**Instructions**.
1/ In the car-buying story, which car did the writer decide to buy after choosing to leave Logica?
2/ Please carry on with the car-buying story, picking up right after its final sentence.

** Begin Text block **

When I worked for Logica, I drove a Renault Espace. Every morning, I would drive down the E411 between 6.45am and 7.30am. My eyes would pass by  thousands of cars during this time, either overtaking or just seeing them around me, or coming in the other direction. How many did I actually “see”? Not many.

When I decided to leave Logica, I had to buy a car. I spent some time looking around for the perfect answer to my needs: Not too small, 3 real kiddy-seat spaces, more-or-less economic (not the Espace again!). I decided on a Citroen Xsara Picasso. I hadn’t bought it yet, just decided…

The morning after making that decision, I jumped back in my Renault Espace on the E411 to drive to Logica (during my notice period). Same time of the day, same route, I suppose same number of cars (more-or-less). And what happened? Citroen Xsara Picassos everywhere!!


I told this story the other day to training participants and they all smiled knowingly – many people can relate to this story. The funny thing is that even that night, driving home (in my Citroen Xsara Picasso 🙂 )  I could again see them everywhere. And I bet my training participants did too!

Why is this interesting? Because my Citroen Xsara Picasso story holds one of the keys to effective communication, effective presentation skills, influencing, leadership, motivation,  sales…. Read on!


Humans cannot pay attention to everything. There is simply too much going on. At the moment, if I really pay attention, I can hear the sound of the door banging downstairs, I can feel the tips of my fingers on the keyboard, I feel hunger and my cold in my nose, I can hear a tractor in the distance, there is light on my screen and of course, my screen is filled with information.

** End Text block **
** Begin Supplied records **

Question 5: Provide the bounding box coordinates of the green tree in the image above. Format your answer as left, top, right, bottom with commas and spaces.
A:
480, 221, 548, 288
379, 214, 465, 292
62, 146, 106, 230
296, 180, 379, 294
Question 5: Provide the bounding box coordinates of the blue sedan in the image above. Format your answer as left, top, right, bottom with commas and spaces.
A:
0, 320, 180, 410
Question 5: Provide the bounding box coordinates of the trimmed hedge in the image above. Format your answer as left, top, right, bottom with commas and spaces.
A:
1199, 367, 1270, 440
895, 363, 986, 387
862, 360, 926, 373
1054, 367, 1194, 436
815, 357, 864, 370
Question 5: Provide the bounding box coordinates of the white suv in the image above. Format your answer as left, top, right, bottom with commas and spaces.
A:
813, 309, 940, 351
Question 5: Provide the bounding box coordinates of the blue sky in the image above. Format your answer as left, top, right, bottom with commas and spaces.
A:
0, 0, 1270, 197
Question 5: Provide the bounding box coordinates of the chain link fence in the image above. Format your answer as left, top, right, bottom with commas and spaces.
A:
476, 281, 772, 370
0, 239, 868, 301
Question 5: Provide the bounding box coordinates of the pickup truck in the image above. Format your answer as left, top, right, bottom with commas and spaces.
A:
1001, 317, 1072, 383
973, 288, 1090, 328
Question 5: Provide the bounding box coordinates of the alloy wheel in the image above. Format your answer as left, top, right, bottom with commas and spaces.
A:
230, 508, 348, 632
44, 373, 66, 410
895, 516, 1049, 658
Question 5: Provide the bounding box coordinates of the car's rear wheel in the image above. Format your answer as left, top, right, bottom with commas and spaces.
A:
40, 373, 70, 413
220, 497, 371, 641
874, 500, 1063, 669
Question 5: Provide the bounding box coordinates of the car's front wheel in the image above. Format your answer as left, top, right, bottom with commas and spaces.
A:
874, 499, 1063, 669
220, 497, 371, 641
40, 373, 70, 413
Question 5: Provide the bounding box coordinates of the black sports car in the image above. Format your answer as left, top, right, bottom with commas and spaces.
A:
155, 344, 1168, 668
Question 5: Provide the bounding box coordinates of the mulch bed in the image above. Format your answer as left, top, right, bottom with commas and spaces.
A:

** End Supplied records **

**Responses**.
1/ A Citroen Xsara Picasso.

2/
These are the things that “pass before my senses” that I am aware of, but there are many more things going on that. Although my eyes and ears and other bits receive the sound or light waves, I don’t really seem to register them or notice. Despite being an excellent multi-tasker, I simply cannot pay attention to everything.


I have to “choose” what to pay attention to. If you and I were standing in Brussels Midi station right now and someone said the name “DAN” at a normal speaking voice, chances are you wouldn’t hear it. But I might! This is because it means something to me. And my brain pays attention to the things that mean something to me. I filter out everything else and let (filter) in what I care about, what I am interested in, what means something to me. In NLP, we would talk about physical, cultural and personal filters. My mother would call it “selective hearing” ….and she regularly accused me of this when I was younger!

This is the key to the Citroen Xsara Picasso story: The car means something to me. And until it did, I never noticed it!

So: How is this relevant to effective communication, effective presentation skills, influencing, leadership, motivation,  sales…?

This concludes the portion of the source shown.